• **Data rows**
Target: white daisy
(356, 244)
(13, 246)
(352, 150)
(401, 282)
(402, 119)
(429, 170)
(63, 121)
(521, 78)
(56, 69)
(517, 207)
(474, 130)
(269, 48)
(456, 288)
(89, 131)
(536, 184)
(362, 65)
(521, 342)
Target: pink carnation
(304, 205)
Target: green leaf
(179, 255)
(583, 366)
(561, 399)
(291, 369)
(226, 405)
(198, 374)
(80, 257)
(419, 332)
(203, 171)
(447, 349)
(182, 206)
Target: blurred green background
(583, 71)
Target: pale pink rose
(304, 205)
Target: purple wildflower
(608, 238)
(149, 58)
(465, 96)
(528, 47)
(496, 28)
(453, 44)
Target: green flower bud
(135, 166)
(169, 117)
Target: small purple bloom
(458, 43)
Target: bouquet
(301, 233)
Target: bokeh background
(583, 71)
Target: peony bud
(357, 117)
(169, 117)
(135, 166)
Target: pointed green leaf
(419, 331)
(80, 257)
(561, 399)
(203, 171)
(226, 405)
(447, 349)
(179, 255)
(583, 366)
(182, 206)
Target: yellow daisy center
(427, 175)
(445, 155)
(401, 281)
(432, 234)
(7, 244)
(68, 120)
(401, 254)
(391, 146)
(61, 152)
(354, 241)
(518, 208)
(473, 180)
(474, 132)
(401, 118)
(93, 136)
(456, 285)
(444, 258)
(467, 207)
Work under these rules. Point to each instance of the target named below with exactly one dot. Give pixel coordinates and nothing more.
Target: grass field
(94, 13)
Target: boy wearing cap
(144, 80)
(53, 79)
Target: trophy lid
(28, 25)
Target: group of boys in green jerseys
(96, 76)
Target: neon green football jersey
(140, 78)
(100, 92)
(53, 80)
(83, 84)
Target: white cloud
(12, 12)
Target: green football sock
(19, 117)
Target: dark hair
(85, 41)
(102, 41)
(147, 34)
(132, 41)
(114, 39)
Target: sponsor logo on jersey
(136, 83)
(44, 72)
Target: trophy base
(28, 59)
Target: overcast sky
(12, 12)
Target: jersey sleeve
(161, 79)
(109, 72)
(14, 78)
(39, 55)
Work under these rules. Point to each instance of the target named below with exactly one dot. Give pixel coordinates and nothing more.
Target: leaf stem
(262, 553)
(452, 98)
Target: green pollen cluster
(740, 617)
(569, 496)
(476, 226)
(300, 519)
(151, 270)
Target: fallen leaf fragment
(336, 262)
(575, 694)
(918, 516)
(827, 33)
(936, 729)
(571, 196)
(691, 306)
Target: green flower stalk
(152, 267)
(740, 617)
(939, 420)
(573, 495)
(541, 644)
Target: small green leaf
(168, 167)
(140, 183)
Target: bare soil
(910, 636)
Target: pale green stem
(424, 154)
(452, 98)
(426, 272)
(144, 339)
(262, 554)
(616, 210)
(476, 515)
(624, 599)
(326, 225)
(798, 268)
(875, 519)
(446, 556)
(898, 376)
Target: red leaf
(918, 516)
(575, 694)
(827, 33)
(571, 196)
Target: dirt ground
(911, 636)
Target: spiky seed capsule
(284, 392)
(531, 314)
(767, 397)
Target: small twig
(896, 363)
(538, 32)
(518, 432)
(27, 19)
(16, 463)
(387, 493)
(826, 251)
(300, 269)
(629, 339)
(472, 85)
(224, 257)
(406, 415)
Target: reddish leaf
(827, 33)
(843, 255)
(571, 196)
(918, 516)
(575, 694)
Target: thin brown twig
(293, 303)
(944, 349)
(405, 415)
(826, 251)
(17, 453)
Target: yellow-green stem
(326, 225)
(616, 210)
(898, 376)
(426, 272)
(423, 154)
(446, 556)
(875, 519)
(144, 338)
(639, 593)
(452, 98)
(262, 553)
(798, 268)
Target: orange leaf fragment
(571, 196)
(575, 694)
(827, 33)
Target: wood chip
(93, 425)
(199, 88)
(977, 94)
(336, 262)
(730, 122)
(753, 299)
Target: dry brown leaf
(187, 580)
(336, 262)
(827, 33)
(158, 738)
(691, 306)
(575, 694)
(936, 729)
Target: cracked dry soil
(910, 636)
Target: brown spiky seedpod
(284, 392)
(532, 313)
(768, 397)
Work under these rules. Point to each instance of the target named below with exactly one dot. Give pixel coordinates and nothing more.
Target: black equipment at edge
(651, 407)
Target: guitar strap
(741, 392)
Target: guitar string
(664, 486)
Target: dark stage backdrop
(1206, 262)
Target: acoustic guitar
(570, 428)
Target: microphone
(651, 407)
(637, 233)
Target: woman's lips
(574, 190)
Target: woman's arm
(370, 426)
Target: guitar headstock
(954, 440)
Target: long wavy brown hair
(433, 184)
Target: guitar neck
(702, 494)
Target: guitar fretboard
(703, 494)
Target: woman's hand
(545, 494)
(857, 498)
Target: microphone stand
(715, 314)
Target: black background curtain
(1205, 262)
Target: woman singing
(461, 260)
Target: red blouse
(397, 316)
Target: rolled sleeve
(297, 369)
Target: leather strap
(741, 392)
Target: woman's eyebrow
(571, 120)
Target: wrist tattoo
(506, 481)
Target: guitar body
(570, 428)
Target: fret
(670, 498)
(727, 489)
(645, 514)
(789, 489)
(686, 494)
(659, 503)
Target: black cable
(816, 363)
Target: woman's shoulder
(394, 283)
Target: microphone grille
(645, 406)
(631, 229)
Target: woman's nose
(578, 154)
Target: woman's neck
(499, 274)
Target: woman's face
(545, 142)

• **Work to complete**
Turn every line of the entries above into a JSON list of strings, one string per line, and leave out any blank lines.

• **The completed task**
[
  "Target: white daisy",
  "(356, 244)",
  "(13, 246)",
  "(352, 150)",
  "(401, 282)",
  "(402, 119)",
  "(429, 170)",
  "(63, 121)",
  "(521, 78)",
  "(56, 69)",
  "(517, 207)",
  "(474, 130)",
  "(269, 48)",
  "(456, 288)",
  "(89, 131)",
  "(536, 184)",
  "(362, 65)",
  "(521, 342)",
  "Target: pink carnation",
  "(304, 205)",
  "Target: green leaf",
  "(179, 255)",
  "(583, 366)",
  "(561, 399)",
  "(291, 369)",
  "(226, 405)",
  "(198, 374)",
  "(80, 257)",
  "(419, 332)",
  "(203, 171)",
  "(447, 349)",
  "(182, 206)",
  "Target: blurred green background",
  "(583, 71)",
  "Target: pale pink rose",
  "(304, 205)",
  "Target: purple wildflower",
  "(608, 238)",
  "(149, 58)",
  "(465, 96)",
  "(528, 47)",
  "(496, 28)",
  "(453, 44)",
  "Target: green flower bud",
  "(135, 166)",
  "(169, 117)",
  "Target: small purple bloom",
  "(458, 43)",
  "Target: bouquet",
  "(301, 233)",
  "Target: bokeh background",
  "(583, 71)",
  "Target: peony bud",
  "(357, 117)",
  "(169, 117)",
  "(135, 166)",
  "Target: pointed green leaf",
  "(419, 331)",
  "(80, 257)",
  "(561, 399)",
  "(203, 171)",
  "(226, 405)",
  "(447, 349)",
  "(179, 255)",
  "(583, 366)",
  "(182, 206)",
  "Target: yellow daisy center",
  "(427, 175)",
  "(445, 155)",
  "(401, 281)",
  "(432, 234)",
  "(7, 244)",
  "(68, 120)",
  "(401, 254)",
  "(391, 146)",
  "(61, 152)",
  "(354, 241)",
  "(518, 208)",
  "(473, 180)",
  "(474, 132)",
  "(401, 118)",
  "(93, 136)",
  "(456, 285)",
  "(444, 258)",
  "(467, 207)",
  "Work under these rules. Point to each instance of the target named below with exactly one dot. Give pixel coordinates and nothing more.",
  "Target: grass field",
  "(94, 13)",
  "Target: boy wearing cap",
  "(144, 80)",
  "(53, 79)",
  "Target: trophy lid",
  "(28, 25)",
  "Target: group of boys in green jerseys",
  "(96, 76)",
  "Target: neon green football jersey",
  "(140, 78)",
  "(100, 92)",
  "(53, 80)",
  "(83, 84)",
  "Target: white cloud",
  "(12, 12)",
  "Target: green football sock",
  "(19, 117)",
  "Target: dark hair",
  "(85, 41)",
  "(102, 41)",
  "(147, 34)",
  "(132, 41)",
  "(114, 39)",
  "Target: sponsor logo on jersey",
  "(136, 83)",
  "(44, 72)",
  "Target: trophy base",
  "(28, 59)",
  "Target: overcast sky",
  "(12, 12)",
  "Target: jersey sleeve",
  "(161, 79)",
  "(109, 72)",
  "(14, 78)",
  "(39, 55)",
  "Work under these rules. Point to each instance of the target named below with exactly one dot. Give pixel coordinates and nothing more.",
  "Target: leaf stem",
  "(262, 553)",
  "(452, 98)",
  "Target: green pollen cluster",
  "(740, 617)",
  "(569, 496)",
  "(476, 226)",
  "(300, 519)",
  "(151, 270)",
  "Target: fallen leaf fragment",
  "(336, 262)",
  "(575, 694)",
  "(918, 516)",
  "(827, 33)",
  "(936, 729)",
  "(571, 196)",
  "(691, 306)",
  "Target: green flower stalk",
  "(152, 267)",
  "(740, 617)",
  "(939, 420)",
  "(573, 495)",
  "(541, 644)",
  "Target: small green leaf",
  "(168, 167)",
  "(140, 183)",
  "Target: bare soil",
  "(910, 636)",
  "Target: pale green stem",
  "(424, 154)",
  "(452, 98)",
  "(426, 272)",
  "(144, 339)",
  "(262, 554)",
  "(616, 210)",
  "(476, 515)",
  "(624, 599)",
  "(326, 225)",
  "(798, 268)",
  "(875, 519)",
  "(446, 556)",
  "(898, 376)",
  "Target: red leaf",
  "(918, 516)",
  "(575, 694)",
  "(827, 33)",
  "(571, 196)",
  "Target: dirt ground",
  "(911, 636)",
  "Target: spiky seed capsule",
  "(284, 392)",
  "(531, 314)",
  "(767, 397)",
  "Target: small twig",
  "(896, 363)",
  "(538, 32)",
  "(518, 432)",
  "(27, 19)",
  "(16, 463)",
  "(387, 493)",
  "(826, 251)",
  "(300, 269)",
  "(629, 339)",
  "(472, 85)",
  "(224, 257)",
  "(406, 415)",
  "Target: reddish leaf",
  "(827, 33)",
  "(843, 255)",
  "(571, 196)",
  "(918, 516)",
  "(575, 694)",
  "Target: thin brown twig",
  "(293, 303)",
  "(944, 349)",
  "(405, 415)",
  "(826, 251)",
  "(17, 453)",
  "Target: yellow-green stem",
  "(326, 225)",
  "(616, 210)",
  "(898, 376)",
  "(426, 272)",
  "(423, 154)",
  "(446, 556)",
  "(875, 519)",
  "(144, 338)",
  "(639, 593)",
  "(452, 98)",
  "(262, 553)",
  "(798, 268)",
  "Target: orange leaf fragment",
  "(571, 196)",
  "(575, 694)",
  "(827, 33)",
  "Target: wood chip",
  "(93, 425)",
  "(199, 88)",
  "(977, 94)",
  "(336, 262)",
  "(730, 122)",
  "(753, 299)",
  "Target: dry brown leaf",
  "(187, 580)",
  "(336, 262)",
  "(827, 33)",
  "(158, 738)",
  "(691, 306)",
  "(575, 694)",
  "(936, 729)",
  "Target: cracked dry soil",
  "(910, 636)",
  "Target: brown spiky seedpod",
  "(284, 392)",
  "(532, 313)",
  "(768, 397)",
  "Work under these rules. Point to each instance of the target named below with exactly one dot. Give pixel coordinates and nothing more.",
  "Target: black equipment at edge",
  "(651, 407)",
  "Target: guitar strap",
  "(741, 392)",
  "Target: guitar string",
  "(664, 486)",
  "Target: dark stage backdrop",
  "(1206, 262)",
  "Target: acoustic guitar",
  "(570, 428)",
  "Target: microphone",
  "(651, 407)",
  "(637, 233)",
  "Target: woman's lips",
  "(574, 190)",
  "Target: woman's arm",
  "(370, 426)",
  "Target: guitar headstock",
  "(954, 440)",
  "Target: long wavy brown hair",
  "(433, 184)",
  "Target: guitar neck",
  "(702, 494)",
  "Target: guitar fretboard",
  "(703, 494)",
  "Target: woman's hand",
  "(545, 494)",
  "(857, 498)",
  "Target: microphone stand",
  "(715, 314)",
  "Target: black background curtain",
  "(1205, 262)",
  "Target: woman singing",
  "(461, 260)",
  "Target: red blouse",
  "(397, 316)",
  "Target: rolled sleeve",
  "(297, 369)",
  "Target: leather strap",
  "(741, 392)",
  "Target: woman's eyebrow",
  "(571, 120)",
  "Target: wrist tattoo",
  "(506, 481)",
  "Target: guitar body",
  "(570, 428)",
  "Target: fret",
  "(670, 498)",
  "(727, 489)",
  "(645, 514)",
  "(789, 489)",
  "(686, 494)",
  "(659, 503)",
  "Target: black cable",
  "(816, 363)",
  "Target: woman's shoulder",
  "(394, 283)",
  "Target: microphone grille",
  "(645, 406)",
  "(631, 229)",
  "Target: woman's nose",
  "(578, 154)",
  "Target: woman's neck",
  "(499, 274)",
  "Target: woman's face",
  "(545, 142)"
]